Task objective :: Please substitute "portrait" for each "photograph" in the part of the Meyer Davis passage that opens with the words containing "Meyer Davis, Bandleader" and closes with "Department, University of Maine.", and give that part again.
======== Given passage

    “As before, the feature of the park will be the dancing.  Especially interesting is the news that this season the music will be under the direction of Meyer Davis, whose orchestra at the Willard has been the drawing card for the dancing there. For real dance music, Davis’ orchestra has no equal, either here or elsewhere, and the announcement that his music will be furnished should bring crowds that will fill the remodeled dancing pavilion.” [Emphasis added.]

    “Real dance music” was exactly what Davis and his orchestra provided, and it was also music NON-STOP!  Davis was famous for his large orchestras which made it possible for half of the musicians to rest while the other half performed.  There were no intermissions.

    Meyer Davis, Bandleader and Impresario

    Meyer Davis
    A black and white photograph of orchestra leader Meyer Davis taken by Underwood and Underwood Studios in Washington around 1915.  Writing on the front of the photograph reads, "To My Only Sweetheart."  From the Meyer Davis Collection, Raymond H. Fogler Library's Special Collections Department, University of Maine.
================
======== Source data
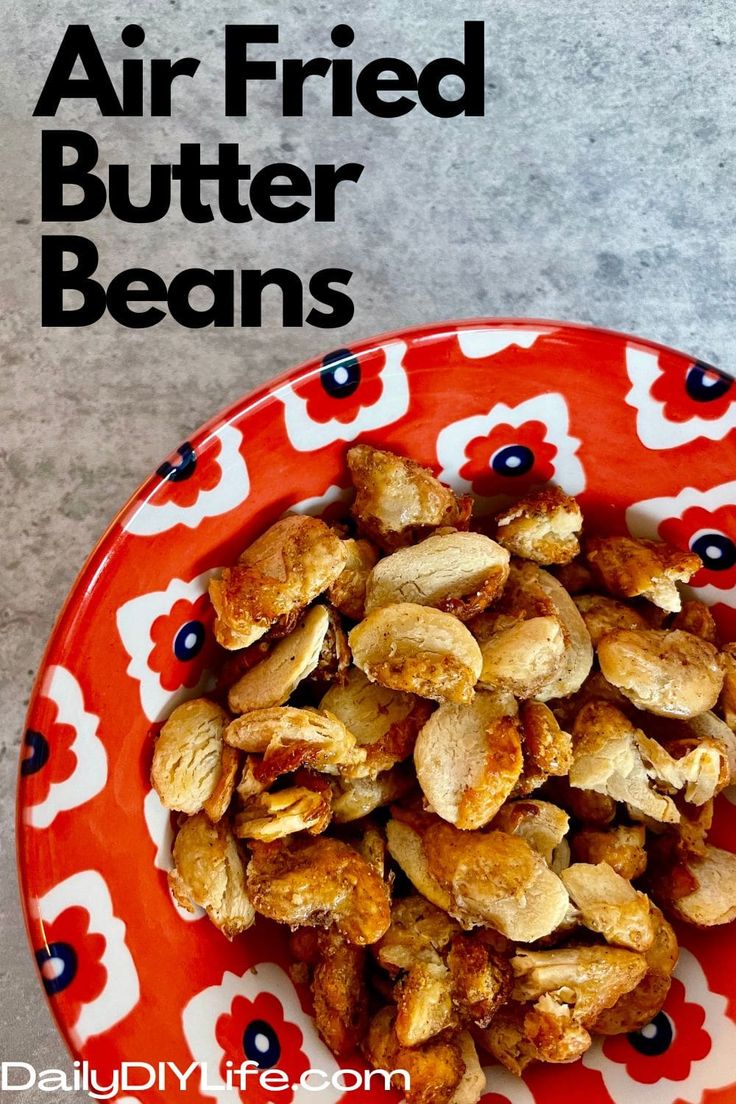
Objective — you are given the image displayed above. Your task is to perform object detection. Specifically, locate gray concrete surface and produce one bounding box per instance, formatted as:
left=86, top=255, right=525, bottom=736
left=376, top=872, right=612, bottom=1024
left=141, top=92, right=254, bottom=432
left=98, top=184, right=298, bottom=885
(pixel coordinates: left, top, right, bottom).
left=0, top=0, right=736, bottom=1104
================
======== Source data
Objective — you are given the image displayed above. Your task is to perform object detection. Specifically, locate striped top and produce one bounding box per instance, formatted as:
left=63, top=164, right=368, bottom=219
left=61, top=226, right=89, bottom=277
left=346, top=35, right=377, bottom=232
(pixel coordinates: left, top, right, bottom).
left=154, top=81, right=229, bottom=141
================
Exercise result ::
Meyer Davis, Bandleader and Impresario

    Meyer Davis
    A black and white portrait of orchestra leader Meyer Davis taken by Underwood and Underwood Studios in Washington around 1915.  Writing on the front of the portrait reads, "To My Only Sweetheart."  From the Meyer Davis Collection, Raymond H. Fogler Library's Special Collections Department, University of Maine.